* _Page text_:
::::::::::

Tatler has long been the ultimate guide to etiquette but bothers with nothing as dull as writing thank you notes or what to wear to a wedding. In the February issue you'll discover that "nothing shows power like weeing outside" and why Labradors are for toffs even though they sniff "at stationary crotches" and regard "the human leg a sex aid".
In an extended piece on country houses we learn that Cherie Blair "ascribed her final pregnancy to the fact that unpacking still occurs at Balmoral - she felt too embarrassed to include her Dutch cap in the prime ministerial luggage, knowing staff would see it."
But the magazine out-Tatler-ed itself with a matrix which slots people, activities and possessions along two spectrums: classy versus trashy and expensive versus cheap. The Queen - the epitome of both classiness and expensiveness - is at the top left of the matrix while dogging (British slang for an activity unrelated to Labradors) is in the lower right of the matrix where all things cheap and trashy belong.
Now I'd always thought that using the word "classy" instantly rendered the person uttering it the opposite of classy. But, then again, that snobbish little rule was probably invented by Tatler in the first place so I guess they're allowed to reclaim it for themselves just as the LGBT community reclaimed "queer".
So with apologies to Tatler, I've taken inspiration from their classy-versus-trashy-and-expensive-versus-cheap matrix and given it a local twist.
CLASSY & EXPENSIVE
Horse of the Year Show
Large donations to the Starship Foundation
Profoundly deaf MPs
Blonde highlights from Bettjemans
CLASSY & CHEAP
Driving along The Terrace wearing Ben 10 pyjamas
Cactus Kate's blog
Adopting an animal from the SPCA
The Hunger Games young adult novels
TRASHY & EXPENSIVE
Personalised number plates
Heli-skiing
Chrisco hampers
Botox
TRASHY & CHEAP
Saying "Nek Minnit"
Leaving your children in a casino car-park
Spray tans
Twitter
That was fun. Why don't you try it at home? Play nicely please.

::::::::::

* _Material provided_:
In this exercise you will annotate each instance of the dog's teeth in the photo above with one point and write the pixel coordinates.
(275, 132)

::::::::::

* _Stated task 1_: In the Tatler column, where on the matrix does the magazine place the Queen?
* _Stated task 2_: Write out everything in the Tatler column from "In an extended" down to "and trashy belong.".
The listing has no connection to the Tatler column.

* _Worked solution 1_: The Queen is at the top left of the matrix.

* _Worked solution 2_:
In an extended piece on country houses we learn that Cherie Blair "ascribed her final pregnancy to the fact that unpacking still occurs at Balmoral - she felt too embarrassed to include her Dutch cap in the prime ministerial luggage, knowing staff would see it."
But the magazine out-Tatler-ed itself with a matrix which slots people, activities and possessions along two spectrums: classy versus trashy and expensive versus cheap. The Queen - the epitome of both classiness and expensiveness - is at the top left of the matrix while dogging (British slang for an activity unrelated to Labradors) is in the lower right of the matrix where all things cheap and trashy belong.